> Information supplied
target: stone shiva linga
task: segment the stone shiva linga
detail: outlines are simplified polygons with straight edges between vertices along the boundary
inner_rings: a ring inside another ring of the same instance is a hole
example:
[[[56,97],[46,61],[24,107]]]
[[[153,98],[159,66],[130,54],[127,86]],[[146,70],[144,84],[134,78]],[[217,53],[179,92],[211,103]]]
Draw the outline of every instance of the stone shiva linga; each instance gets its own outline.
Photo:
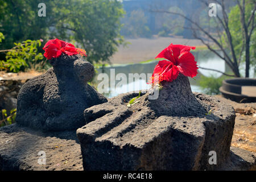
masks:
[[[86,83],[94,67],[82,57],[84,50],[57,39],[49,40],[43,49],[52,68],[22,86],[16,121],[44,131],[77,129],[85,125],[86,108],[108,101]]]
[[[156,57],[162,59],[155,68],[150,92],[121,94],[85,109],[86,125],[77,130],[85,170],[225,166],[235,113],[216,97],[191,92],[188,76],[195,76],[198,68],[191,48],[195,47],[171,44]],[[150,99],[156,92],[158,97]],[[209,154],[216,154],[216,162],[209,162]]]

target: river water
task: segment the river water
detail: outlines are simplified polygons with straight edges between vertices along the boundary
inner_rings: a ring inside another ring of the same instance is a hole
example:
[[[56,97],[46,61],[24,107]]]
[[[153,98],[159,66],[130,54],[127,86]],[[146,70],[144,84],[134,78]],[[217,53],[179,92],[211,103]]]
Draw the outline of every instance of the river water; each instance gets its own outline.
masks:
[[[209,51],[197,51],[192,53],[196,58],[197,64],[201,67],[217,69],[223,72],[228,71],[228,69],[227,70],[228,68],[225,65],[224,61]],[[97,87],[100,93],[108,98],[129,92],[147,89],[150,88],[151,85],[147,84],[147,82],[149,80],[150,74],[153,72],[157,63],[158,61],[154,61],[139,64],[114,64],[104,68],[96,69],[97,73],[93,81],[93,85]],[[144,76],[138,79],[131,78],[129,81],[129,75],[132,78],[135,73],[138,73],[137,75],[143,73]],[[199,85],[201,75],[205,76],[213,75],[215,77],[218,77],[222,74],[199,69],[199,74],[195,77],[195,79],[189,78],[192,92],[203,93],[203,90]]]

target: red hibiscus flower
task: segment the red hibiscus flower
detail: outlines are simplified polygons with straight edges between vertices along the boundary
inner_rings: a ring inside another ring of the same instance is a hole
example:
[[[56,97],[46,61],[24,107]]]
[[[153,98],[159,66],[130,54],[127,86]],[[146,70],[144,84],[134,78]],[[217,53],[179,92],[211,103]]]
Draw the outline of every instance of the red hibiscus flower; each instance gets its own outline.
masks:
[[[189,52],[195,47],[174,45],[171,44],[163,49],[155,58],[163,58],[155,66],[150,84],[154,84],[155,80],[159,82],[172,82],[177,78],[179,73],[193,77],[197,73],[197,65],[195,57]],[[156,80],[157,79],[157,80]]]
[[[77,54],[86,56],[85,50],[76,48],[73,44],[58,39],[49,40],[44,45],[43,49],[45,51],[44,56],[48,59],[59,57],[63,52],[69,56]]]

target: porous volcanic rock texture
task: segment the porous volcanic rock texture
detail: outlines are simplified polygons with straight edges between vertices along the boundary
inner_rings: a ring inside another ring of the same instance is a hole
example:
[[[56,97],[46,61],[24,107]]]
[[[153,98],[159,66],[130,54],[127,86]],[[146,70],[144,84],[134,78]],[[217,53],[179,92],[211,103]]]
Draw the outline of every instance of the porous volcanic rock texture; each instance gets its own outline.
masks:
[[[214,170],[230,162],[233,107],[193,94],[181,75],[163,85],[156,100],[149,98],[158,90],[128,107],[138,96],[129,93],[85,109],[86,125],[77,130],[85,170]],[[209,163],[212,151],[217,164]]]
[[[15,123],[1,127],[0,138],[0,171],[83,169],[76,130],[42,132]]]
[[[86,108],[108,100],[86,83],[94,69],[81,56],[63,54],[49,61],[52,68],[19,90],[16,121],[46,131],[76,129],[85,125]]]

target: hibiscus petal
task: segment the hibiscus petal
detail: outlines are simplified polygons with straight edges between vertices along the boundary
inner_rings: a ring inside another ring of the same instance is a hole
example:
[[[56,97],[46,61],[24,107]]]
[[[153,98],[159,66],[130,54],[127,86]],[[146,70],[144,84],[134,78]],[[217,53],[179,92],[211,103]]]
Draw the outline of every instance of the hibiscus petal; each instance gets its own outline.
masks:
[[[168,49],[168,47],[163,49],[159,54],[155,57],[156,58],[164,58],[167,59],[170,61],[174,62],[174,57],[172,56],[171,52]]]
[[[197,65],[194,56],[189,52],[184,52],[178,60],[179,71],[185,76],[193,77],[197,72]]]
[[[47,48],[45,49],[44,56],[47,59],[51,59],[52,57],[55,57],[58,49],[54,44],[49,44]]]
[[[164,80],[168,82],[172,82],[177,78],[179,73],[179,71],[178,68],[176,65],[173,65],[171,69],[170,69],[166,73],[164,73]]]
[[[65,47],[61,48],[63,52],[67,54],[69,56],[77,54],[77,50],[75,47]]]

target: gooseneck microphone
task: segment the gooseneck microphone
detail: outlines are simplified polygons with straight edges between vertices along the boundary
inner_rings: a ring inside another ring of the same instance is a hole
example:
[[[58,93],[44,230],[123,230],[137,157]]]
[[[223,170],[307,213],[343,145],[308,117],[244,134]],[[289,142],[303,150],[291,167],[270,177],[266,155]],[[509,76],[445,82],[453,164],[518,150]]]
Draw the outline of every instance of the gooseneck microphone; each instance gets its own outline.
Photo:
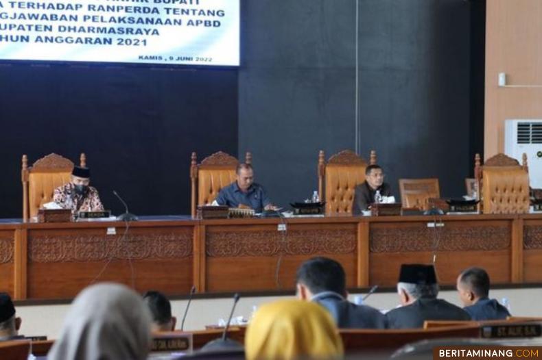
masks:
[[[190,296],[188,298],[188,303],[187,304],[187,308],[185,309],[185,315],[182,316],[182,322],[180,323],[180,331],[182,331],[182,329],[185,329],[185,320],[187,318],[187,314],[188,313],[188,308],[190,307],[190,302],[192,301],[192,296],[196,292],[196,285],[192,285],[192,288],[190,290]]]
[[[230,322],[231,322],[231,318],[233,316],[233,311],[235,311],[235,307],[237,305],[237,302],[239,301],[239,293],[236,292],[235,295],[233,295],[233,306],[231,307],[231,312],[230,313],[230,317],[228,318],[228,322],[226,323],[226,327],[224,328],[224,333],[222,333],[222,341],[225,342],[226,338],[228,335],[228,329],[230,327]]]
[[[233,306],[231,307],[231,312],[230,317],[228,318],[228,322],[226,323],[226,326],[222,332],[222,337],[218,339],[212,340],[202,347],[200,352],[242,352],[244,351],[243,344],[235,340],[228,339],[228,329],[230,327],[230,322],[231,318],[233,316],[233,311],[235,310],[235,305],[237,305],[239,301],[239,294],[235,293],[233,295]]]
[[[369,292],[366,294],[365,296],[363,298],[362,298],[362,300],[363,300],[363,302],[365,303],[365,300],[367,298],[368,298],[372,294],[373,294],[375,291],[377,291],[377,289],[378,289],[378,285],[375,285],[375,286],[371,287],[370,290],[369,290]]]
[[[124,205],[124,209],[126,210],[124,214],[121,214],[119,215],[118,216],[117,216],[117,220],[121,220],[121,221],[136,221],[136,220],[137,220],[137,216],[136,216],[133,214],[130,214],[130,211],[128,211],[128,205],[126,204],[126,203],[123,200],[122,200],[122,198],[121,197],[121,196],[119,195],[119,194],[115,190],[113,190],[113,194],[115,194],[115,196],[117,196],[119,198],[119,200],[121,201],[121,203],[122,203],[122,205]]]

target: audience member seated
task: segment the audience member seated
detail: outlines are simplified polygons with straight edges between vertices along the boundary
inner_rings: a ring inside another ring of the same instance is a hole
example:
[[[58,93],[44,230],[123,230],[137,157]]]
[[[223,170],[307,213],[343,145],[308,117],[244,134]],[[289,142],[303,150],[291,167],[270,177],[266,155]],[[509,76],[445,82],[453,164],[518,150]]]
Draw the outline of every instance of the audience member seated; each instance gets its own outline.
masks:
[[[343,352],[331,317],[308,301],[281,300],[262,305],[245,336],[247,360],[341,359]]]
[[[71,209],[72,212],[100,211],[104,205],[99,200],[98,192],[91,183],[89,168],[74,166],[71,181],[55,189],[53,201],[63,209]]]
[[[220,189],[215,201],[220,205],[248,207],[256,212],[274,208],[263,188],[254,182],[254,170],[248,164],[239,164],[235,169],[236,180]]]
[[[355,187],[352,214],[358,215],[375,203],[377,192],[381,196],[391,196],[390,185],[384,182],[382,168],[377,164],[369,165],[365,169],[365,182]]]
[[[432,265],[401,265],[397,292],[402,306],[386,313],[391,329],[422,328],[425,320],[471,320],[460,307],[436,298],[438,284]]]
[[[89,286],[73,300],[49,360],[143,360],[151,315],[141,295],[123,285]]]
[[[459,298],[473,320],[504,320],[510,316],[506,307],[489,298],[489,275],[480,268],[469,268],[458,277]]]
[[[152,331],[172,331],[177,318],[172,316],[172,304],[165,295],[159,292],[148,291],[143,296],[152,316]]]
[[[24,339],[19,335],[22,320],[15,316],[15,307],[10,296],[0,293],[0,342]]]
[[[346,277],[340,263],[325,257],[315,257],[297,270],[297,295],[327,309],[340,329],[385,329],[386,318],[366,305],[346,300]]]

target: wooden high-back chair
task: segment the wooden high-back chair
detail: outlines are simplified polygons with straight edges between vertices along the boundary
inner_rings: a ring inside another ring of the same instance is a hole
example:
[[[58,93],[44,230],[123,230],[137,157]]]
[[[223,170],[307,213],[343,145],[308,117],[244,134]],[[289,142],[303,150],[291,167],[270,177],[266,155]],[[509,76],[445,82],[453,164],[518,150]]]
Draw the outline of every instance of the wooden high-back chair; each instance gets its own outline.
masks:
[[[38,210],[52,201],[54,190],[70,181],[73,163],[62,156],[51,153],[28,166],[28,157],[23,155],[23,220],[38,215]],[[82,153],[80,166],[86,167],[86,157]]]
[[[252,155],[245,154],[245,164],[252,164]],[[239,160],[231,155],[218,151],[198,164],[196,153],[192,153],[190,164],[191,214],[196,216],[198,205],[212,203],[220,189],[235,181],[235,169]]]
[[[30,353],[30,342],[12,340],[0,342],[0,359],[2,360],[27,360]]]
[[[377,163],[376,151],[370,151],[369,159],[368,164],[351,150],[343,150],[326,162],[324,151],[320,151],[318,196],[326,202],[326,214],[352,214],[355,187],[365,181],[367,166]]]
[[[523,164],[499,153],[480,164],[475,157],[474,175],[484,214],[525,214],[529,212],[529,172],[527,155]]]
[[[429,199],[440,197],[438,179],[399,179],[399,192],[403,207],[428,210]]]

* * *

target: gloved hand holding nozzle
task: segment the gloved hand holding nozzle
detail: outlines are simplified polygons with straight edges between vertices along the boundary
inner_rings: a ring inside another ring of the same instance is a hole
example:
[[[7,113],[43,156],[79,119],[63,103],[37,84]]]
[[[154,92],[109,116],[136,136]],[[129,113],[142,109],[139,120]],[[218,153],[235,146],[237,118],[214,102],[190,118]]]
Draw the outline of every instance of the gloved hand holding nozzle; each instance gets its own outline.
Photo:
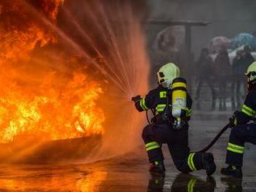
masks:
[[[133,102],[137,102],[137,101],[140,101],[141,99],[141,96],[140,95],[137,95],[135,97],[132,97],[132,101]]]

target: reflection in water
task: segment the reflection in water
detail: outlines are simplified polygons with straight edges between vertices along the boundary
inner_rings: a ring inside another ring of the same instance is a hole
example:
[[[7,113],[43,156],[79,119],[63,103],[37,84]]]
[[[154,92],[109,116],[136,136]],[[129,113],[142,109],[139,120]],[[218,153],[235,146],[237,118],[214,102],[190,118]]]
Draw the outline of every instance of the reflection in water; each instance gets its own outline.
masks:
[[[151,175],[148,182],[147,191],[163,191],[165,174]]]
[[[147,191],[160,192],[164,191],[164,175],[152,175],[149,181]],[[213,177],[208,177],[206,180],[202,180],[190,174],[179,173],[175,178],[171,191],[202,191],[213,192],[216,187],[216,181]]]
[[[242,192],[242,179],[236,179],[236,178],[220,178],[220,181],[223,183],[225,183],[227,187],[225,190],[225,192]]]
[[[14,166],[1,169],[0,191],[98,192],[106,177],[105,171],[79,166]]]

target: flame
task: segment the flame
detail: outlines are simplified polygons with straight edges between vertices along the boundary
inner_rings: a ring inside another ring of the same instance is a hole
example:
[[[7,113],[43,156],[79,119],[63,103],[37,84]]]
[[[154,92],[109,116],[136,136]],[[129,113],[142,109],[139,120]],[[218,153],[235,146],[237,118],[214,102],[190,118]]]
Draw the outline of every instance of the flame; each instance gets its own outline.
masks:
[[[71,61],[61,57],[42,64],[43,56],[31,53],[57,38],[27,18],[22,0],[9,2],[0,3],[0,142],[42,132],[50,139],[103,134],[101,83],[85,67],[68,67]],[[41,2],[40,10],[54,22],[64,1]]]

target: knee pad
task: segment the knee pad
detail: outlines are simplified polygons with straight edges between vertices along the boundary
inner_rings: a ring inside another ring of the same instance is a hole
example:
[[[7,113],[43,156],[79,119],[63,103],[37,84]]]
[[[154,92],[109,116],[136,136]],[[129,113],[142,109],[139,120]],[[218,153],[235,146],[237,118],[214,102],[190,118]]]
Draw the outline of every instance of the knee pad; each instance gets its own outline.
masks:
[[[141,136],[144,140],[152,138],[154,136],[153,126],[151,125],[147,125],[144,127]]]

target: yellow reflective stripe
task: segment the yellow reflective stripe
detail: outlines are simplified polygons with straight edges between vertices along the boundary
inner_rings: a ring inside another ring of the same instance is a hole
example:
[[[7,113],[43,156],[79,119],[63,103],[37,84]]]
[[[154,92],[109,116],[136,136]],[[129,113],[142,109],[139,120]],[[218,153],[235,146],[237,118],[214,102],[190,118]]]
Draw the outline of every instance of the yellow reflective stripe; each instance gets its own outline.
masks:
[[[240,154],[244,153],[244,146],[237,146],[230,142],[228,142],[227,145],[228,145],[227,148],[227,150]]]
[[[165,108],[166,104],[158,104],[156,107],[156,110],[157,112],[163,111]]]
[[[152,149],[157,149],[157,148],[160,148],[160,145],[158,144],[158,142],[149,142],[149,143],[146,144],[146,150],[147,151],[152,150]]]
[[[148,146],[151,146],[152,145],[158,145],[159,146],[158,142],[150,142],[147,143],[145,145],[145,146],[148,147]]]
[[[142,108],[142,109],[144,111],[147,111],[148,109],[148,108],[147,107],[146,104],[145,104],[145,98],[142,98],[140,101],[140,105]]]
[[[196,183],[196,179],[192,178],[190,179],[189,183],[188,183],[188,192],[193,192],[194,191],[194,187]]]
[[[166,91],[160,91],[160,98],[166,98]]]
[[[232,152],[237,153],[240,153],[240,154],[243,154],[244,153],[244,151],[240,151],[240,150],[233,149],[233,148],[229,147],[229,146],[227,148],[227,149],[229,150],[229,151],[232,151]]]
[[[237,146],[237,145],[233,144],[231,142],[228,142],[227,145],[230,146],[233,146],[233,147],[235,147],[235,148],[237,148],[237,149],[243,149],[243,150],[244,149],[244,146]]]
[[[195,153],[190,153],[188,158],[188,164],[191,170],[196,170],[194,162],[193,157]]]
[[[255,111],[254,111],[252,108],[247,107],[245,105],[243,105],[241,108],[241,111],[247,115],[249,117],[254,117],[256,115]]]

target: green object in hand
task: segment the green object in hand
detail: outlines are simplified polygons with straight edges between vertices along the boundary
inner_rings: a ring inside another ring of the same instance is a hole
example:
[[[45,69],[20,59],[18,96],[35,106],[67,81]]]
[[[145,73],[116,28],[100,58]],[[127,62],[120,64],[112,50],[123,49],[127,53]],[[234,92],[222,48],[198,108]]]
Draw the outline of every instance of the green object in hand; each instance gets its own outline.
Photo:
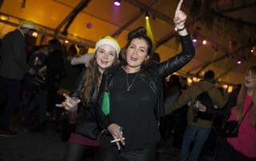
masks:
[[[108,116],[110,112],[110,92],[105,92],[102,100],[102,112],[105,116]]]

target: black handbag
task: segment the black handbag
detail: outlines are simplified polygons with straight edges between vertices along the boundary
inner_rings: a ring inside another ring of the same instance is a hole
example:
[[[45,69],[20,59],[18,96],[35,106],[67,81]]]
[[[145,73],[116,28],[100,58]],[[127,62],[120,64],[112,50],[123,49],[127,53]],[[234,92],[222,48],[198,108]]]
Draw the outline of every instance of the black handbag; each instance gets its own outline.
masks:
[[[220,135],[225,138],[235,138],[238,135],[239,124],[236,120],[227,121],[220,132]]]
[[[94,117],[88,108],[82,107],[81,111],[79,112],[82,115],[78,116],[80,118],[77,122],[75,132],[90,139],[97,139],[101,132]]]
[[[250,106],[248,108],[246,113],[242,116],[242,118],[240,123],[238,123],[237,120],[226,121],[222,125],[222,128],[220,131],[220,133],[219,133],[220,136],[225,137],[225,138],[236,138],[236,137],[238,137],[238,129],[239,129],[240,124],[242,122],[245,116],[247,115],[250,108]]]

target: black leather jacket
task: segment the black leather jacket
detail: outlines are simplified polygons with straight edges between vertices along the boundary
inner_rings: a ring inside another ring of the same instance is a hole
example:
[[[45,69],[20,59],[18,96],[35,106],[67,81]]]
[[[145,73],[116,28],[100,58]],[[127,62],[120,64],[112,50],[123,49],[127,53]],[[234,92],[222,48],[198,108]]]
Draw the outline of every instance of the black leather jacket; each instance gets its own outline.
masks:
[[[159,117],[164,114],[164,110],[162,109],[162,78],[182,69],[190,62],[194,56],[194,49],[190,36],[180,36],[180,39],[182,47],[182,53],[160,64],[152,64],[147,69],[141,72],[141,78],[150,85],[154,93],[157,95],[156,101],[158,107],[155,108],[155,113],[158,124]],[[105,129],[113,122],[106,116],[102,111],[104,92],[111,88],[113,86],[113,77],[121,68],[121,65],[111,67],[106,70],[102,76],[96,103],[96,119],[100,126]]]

--

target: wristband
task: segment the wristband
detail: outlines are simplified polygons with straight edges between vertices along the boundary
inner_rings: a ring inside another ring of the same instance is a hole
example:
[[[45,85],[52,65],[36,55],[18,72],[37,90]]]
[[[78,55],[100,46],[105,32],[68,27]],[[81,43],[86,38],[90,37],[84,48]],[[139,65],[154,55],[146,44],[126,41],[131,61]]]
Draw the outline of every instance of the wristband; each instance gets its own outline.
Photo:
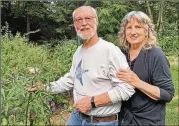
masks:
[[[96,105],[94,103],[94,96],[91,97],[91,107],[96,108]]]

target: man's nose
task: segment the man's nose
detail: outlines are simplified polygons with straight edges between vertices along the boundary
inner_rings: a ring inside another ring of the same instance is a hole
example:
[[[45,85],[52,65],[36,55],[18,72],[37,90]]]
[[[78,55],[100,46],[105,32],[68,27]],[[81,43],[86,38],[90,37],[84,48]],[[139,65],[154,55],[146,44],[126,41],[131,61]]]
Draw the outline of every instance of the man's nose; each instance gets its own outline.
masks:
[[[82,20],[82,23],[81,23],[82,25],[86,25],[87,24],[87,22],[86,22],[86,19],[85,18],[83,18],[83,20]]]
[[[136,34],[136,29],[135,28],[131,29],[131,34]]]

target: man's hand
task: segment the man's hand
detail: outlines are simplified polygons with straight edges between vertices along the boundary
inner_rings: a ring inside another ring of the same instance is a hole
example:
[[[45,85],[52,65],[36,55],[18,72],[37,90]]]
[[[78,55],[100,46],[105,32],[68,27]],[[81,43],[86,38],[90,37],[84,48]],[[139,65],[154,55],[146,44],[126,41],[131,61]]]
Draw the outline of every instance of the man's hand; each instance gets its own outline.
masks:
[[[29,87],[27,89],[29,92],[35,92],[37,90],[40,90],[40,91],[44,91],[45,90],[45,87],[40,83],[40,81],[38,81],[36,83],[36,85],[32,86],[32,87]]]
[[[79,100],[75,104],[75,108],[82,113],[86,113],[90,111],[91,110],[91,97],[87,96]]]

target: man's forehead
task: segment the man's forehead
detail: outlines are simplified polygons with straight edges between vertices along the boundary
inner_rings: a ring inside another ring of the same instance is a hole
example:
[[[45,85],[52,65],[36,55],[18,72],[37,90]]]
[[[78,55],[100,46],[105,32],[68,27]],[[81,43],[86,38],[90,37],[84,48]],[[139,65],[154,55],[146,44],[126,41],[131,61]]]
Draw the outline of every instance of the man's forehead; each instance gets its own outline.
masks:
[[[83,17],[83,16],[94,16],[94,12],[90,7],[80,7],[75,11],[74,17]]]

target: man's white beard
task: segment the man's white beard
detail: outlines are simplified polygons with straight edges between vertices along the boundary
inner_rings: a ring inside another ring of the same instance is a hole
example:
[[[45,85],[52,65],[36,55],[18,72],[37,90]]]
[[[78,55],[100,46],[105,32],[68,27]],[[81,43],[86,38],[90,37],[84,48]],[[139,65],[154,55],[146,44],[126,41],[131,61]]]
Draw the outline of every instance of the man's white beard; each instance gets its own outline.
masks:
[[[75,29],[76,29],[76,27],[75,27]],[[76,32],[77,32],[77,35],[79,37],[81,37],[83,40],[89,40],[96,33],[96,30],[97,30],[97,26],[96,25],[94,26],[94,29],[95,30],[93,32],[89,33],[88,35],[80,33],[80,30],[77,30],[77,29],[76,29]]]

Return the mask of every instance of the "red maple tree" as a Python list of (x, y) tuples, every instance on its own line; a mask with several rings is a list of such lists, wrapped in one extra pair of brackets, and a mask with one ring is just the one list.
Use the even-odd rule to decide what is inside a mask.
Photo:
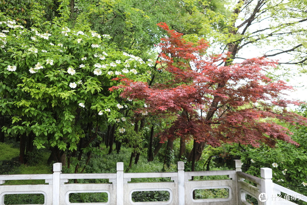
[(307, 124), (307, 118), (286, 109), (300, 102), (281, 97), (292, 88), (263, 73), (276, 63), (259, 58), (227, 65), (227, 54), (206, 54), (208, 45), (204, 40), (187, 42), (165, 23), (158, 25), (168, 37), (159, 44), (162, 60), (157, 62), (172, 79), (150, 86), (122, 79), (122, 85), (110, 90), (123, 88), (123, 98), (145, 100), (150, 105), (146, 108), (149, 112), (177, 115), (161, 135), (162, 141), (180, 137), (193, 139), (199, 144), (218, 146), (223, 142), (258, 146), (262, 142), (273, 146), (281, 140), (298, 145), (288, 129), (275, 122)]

> Instruction
Return every line of the listing that contains the word "rock".

> Exercise response
target: porous volcanic rock texture
task: segment the porous volcanic rock texture
Draw the outline of every instance of the porous volcanic rock texture; each instance gets its own outline.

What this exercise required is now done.